Record excerpts

+++

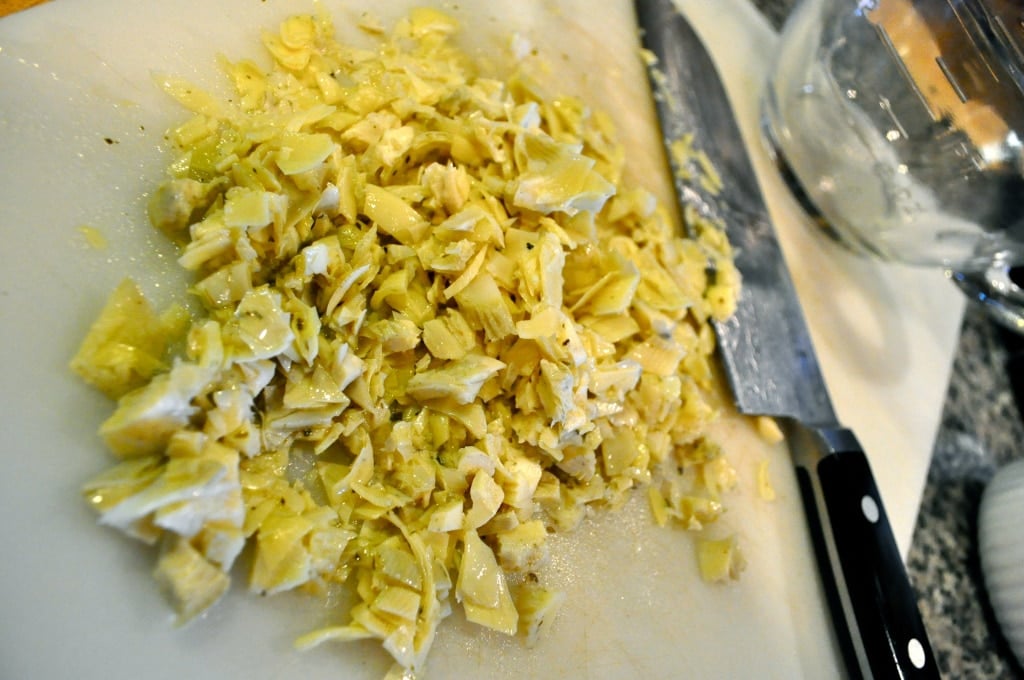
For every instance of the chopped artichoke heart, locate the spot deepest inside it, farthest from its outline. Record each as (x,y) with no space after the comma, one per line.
(435,325)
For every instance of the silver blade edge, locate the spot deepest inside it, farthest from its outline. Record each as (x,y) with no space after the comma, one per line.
(765,347)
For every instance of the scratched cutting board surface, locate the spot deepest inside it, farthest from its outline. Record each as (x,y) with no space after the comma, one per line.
(81,127)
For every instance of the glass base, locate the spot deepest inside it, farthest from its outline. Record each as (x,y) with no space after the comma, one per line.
(799,192)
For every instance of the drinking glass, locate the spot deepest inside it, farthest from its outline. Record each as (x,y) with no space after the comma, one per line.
(898,124)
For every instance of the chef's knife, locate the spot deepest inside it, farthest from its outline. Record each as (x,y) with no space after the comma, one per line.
(771,367)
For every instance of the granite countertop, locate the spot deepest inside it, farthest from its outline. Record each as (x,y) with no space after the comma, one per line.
(981,430)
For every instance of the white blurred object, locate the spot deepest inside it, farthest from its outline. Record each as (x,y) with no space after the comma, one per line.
(1000,543)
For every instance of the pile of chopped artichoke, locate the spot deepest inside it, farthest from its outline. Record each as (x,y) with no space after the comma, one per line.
(436,328)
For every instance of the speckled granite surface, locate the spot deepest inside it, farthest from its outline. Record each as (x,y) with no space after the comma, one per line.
(981,430)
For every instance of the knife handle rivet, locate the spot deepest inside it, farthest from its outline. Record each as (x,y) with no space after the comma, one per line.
(916,652)
(870,509)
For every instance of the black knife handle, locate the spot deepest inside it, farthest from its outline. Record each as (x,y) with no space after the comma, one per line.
(863,575)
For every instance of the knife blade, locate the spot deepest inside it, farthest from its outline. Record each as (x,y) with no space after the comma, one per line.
(770,364)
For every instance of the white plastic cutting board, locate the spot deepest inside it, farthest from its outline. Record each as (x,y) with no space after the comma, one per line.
(80,130)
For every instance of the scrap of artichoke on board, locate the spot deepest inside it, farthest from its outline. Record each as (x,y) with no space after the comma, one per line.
(436,327)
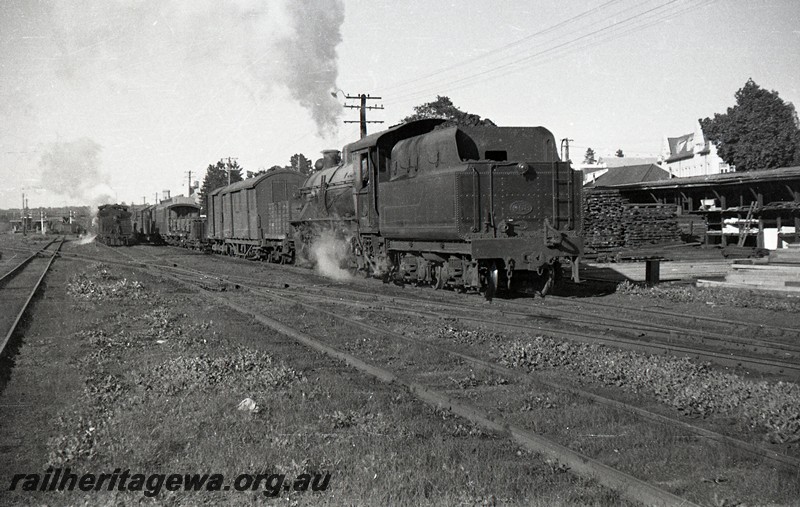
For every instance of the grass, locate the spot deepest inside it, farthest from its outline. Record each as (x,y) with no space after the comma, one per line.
(157,382)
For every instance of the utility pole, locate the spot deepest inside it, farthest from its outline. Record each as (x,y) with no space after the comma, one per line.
(565,143)
(362,107)
(228,166)
(22,223)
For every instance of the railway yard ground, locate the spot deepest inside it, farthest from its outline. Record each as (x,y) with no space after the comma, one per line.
(159,360)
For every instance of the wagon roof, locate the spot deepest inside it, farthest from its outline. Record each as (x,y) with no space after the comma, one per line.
(395,133)
(182,204)
(252,182)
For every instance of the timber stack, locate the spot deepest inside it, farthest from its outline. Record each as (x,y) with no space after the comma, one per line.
(611,222)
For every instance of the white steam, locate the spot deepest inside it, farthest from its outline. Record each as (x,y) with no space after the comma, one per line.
(253,43)
(329,254)
(73,169)
(86,239)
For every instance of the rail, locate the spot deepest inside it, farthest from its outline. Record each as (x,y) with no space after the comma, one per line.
(13,273)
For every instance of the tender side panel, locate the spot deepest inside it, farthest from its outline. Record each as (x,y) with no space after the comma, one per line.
(227,214)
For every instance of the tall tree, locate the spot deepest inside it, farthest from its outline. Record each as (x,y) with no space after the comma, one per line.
(443,107)
(217,176)
(759,132)
(589,158)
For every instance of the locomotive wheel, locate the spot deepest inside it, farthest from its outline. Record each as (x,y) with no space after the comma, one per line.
(549,274)
(492,279)
(440,273)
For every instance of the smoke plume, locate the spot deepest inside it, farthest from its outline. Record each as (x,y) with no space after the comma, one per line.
(73,169)
(329,254)
(312,60)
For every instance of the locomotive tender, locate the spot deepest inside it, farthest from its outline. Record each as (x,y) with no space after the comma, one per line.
(467,207)
(477,208)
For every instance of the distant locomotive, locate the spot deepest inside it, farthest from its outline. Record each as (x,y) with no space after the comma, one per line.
(176,221)
(477,208)
(114,226)
(467,207)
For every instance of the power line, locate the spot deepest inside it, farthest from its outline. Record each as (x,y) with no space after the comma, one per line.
(362,107)
(613,31)
(500,49)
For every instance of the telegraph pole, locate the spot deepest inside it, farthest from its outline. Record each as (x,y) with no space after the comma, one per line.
(228,165)
(565,143)
(362,107)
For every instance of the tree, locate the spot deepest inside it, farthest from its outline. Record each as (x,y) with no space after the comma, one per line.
(443,107)
(216,177)
(589,158)
(759,132)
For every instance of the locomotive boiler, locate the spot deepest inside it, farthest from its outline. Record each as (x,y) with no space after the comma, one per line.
(467,207)
(114,227)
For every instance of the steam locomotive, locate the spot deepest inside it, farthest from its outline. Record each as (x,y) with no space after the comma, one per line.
(467,207)
(114,225)
(477,208)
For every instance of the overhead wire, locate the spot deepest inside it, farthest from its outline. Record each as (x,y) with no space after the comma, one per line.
(613,31)
(471,61)
(608,17)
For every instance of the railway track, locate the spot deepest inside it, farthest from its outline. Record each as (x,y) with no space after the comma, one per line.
(19,285)
(766,356)
(311,302)
(414,382)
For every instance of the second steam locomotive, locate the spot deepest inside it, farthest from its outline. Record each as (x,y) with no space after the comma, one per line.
(478,208)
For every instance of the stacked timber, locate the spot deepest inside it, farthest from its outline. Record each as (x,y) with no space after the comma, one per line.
(650,224)
(781,273)
(603,212)
(790,255)
(611,222)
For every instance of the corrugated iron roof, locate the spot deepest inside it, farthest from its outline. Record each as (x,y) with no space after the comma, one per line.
(630,174)
(778,174)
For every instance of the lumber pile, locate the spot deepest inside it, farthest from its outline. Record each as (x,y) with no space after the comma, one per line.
(610,222)
(650,224)
(781,273)
(602,220)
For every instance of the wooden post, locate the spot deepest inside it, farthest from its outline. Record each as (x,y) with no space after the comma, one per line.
(652,271)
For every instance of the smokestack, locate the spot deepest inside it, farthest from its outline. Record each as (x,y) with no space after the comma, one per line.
(331,158)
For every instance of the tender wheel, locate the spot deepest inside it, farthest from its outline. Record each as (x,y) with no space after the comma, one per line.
(492,279)
(439,274)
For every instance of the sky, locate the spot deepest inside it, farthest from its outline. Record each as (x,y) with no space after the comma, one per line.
(117,100)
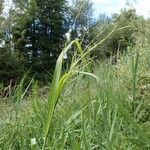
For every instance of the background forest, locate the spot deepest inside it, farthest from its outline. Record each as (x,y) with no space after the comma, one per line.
(70,81)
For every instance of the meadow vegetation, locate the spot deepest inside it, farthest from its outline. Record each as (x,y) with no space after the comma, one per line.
(97,99)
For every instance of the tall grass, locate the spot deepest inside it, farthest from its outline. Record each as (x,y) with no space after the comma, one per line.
(84,110)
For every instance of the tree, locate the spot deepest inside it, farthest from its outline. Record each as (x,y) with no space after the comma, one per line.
(39,32)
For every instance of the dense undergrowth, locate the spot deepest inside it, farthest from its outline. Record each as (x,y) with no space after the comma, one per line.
(106,108)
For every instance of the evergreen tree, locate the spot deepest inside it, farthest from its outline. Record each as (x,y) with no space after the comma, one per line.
(39,32)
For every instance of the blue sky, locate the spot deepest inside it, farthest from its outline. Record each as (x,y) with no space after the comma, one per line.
(113,6)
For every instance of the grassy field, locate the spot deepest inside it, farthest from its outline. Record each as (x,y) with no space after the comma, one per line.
(107,108)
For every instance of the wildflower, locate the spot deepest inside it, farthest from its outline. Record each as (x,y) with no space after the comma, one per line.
(68,35)
(65,56)
(33,141)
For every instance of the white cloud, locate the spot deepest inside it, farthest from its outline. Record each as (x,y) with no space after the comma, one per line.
(143,7)
(100,1)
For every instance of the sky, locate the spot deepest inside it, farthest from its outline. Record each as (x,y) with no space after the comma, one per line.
(113,6)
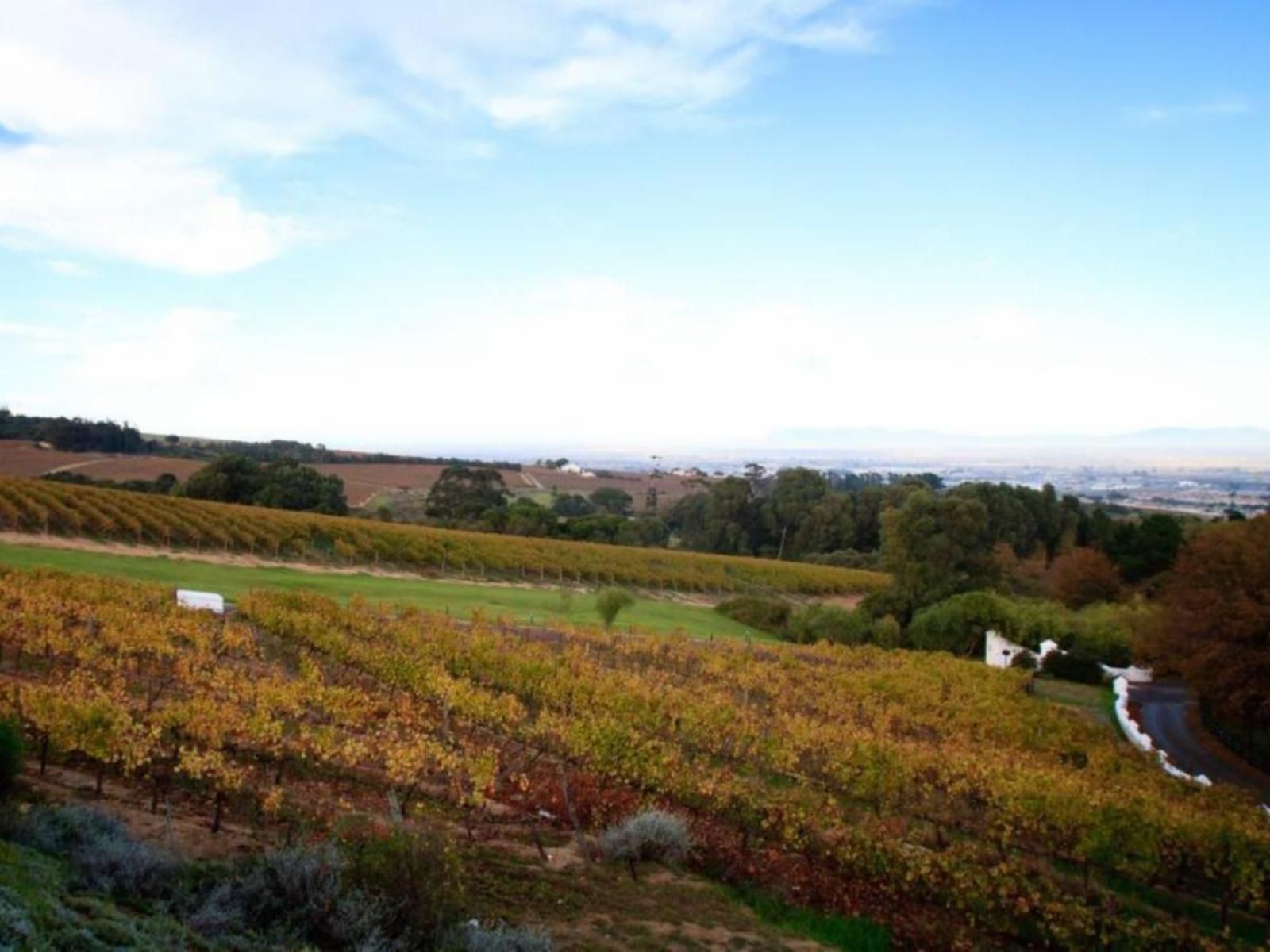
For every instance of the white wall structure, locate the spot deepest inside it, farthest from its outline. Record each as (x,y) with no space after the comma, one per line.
(1133,674)
(201,601)
(1000,651)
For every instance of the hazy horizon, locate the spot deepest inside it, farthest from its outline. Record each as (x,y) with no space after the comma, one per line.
(660,225)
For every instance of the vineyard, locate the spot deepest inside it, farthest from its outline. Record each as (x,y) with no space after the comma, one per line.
(911,787)
(35,505)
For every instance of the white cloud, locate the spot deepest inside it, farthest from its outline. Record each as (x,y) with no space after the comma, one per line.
(1178,114)
(69,270)
(595,361)
(130,117)
(156,209)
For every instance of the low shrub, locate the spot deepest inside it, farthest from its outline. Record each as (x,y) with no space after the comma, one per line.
(653,835)
(887,632)
(1070,666)
(17,931)
(770,615)
(1026,660)
(12,755)
(103,854)
(414,875)
(838,626)
(610,602)
(846,559)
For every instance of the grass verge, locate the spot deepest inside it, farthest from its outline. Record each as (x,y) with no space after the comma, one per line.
(530,606)
(855,933)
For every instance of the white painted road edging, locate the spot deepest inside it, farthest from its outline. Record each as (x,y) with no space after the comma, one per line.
(1142,740)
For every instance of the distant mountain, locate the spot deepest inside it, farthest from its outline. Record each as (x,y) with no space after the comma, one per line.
(1244,444)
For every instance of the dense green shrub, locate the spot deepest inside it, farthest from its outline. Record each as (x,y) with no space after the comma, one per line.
(1024,660)
(414,873)
(887,632)
(1070,666)
(610,602)
(1104,632)
(838,626)
(10,758)
(474,937)
(958,624)
(770,615)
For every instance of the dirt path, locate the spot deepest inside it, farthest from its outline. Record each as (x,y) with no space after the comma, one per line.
(248,562)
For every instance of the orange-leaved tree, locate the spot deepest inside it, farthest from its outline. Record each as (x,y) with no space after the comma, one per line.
(1216,625)
(1083,577)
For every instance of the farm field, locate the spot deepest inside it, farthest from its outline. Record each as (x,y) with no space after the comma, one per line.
(933,795)
(362,482)
(526,606)
(38,505)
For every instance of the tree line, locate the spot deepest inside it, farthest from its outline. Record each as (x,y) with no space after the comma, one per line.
(74,435)
(78,435)
(281,484)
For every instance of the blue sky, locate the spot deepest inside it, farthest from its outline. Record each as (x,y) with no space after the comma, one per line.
(641,225)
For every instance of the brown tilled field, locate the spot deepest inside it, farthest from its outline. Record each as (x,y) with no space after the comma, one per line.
(362,482)
(19,457)
(671,489)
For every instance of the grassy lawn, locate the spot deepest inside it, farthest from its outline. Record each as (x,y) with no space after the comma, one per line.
(537,606)
(1092,698)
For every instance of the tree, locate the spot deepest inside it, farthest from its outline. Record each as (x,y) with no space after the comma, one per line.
(1216,621)
(937,546)
(610,499)
(228,479)
(1083,577)
(1146,547)
(286,484)
(610,602)
(465,494)
(572,505)
(283,484)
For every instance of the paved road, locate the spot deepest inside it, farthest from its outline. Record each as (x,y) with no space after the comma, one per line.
(1168,716)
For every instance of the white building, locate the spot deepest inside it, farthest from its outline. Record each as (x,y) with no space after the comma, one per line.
(201,601)
(1000,651)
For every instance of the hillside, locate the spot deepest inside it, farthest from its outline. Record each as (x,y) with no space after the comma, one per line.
(365,482)
(933,795)
(37,505)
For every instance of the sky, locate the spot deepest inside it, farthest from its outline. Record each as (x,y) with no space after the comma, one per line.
(429,226)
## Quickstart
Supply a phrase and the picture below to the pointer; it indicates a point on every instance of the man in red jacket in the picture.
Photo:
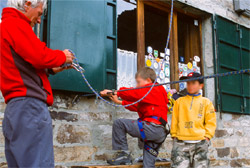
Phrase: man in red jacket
(25, 63)
(150, 127)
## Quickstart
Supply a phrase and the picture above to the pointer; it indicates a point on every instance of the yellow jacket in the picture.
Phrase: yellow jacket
(193, 118)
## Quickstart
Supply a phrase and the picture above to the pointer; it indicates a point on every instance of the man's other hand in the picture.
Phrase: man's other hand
(105, 92)
(60, 69)
(69, 56)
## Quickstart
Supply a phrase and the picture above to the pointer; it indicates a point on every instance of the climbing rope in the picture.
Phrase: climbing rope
(77, 67)
(81, 70)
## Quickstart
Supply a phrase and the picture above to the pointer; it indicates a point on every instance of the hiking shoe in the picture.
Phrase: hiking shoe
(121, 158)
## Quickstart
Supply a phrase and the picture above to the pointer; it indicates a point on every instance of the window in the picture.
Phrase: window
(233, 54)
(127, 43)
(91, 35)
(185, 40)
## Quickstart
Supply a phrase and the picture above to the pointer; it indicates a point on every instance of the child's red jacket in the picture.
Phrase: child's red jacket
(155, 104)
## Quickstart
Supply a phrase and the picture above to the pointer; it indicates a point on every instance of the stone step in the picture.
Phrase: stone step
(139, 165)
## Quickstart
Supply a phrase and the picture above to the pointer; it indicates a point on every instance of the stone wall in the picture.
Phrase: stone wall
(82, 131)
(224, 8)
(82, 134)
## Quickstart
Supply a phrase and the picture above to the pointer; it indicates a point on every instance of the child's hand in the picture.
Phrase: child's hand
(115, 99)
(105, 92)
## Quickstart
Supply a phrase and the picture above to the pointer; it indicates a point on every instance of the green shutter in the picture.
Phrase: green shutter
(89, 29)
(233, 54)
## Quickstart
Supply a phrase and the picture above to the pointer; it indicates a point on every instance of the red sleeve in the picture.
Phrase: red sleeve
(132, 95)
(31, 49)
(131, 108)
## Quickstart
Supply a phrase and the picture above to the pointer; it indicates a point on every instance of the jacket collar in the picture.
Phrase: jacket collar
(195, 95)
(12, 12)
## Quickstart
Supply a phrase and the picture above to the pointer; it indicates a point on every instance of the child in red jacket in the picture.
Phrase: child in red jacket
(150, 127)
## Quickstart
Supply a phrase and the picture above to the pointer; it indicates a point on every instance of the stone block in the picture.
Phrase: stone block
(234, 152)
(127, 115)
(222, 163)
(243, 141)
(240, 163)
(74, 154)
(221, 133)
(95, 116)
(231, 124)
(63, 116)
(239, 133)
(223, 152)
(245, 123)
(218, 143)
(102, 136)
(231, 142)
(73, 134)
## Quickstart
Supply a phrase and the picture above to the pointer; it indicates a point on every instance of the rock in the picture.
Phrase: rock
(95, 116)
(234, 152)
(218, 143)
(220, 133)
(239, 133)
(240, 163)
(223, 163)
(231, 124)
(73, 134)
(243, 141)
(63, 116)
(223, 152)
(245, 123)
(235, 163)
(231, 142)
(74, 154)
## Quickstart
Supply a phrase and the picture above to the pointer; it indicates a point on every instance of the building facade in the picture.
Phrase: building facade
(123, 31)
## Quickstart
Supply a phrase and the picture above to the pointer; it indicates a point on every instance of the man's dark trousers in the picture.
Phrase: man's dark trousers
(155, 135)
(27, 128)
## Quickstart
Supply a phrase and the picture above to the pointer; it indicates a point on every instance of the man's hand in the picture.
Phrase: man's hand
(105, 92)
(115, 99)
(207, 139)
(69, 56)
(60, 69)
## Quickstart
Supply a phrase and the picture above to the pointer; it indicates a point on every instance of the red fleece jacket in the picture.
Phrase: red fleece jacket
(24, 59)
(155, 104)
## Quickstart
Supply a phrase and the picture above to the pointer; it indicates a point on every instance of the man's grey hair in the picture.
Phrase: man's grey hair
(19, 4)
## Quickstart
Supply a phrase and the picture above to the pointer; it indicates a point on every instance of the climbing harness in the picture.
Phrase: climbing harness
(148, 148)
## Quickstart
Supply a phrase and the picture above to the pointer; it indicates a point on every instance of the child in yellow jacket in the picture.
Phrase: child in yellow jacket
(193, 125)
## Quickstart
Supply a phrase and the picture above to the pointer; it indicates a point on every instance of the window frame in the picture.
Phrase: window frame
(173, 44)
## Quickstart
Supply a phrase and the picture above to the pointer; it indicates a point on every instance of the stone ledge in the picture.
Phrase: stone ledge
(139, 165)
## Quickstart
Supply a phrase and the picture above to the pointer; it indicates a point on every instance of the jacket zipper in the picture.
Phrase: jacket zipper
(192, 103)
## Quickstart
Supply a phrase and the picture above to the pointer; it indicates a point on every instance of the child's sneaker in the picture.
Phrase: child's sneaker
(121, 158)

+++

Task details
Extract every line of the entries above that contains the word "field" and list each such line in full.

Written answer
For every instance of the grassy field, locate the spot deepest inside it, farthest from its outline. Record each as (x,y) with no space after the comma, one per line.
For every instance of the farm field, locate the spot deepest inside it, farthest from its outline. Record each as (x,y) with no space after the comma, one per line.
For every instance of the brown tilled field, locate the spot deepest inside it, farthest from its outline. Record each as (x,y) with no space after the comma, one per line.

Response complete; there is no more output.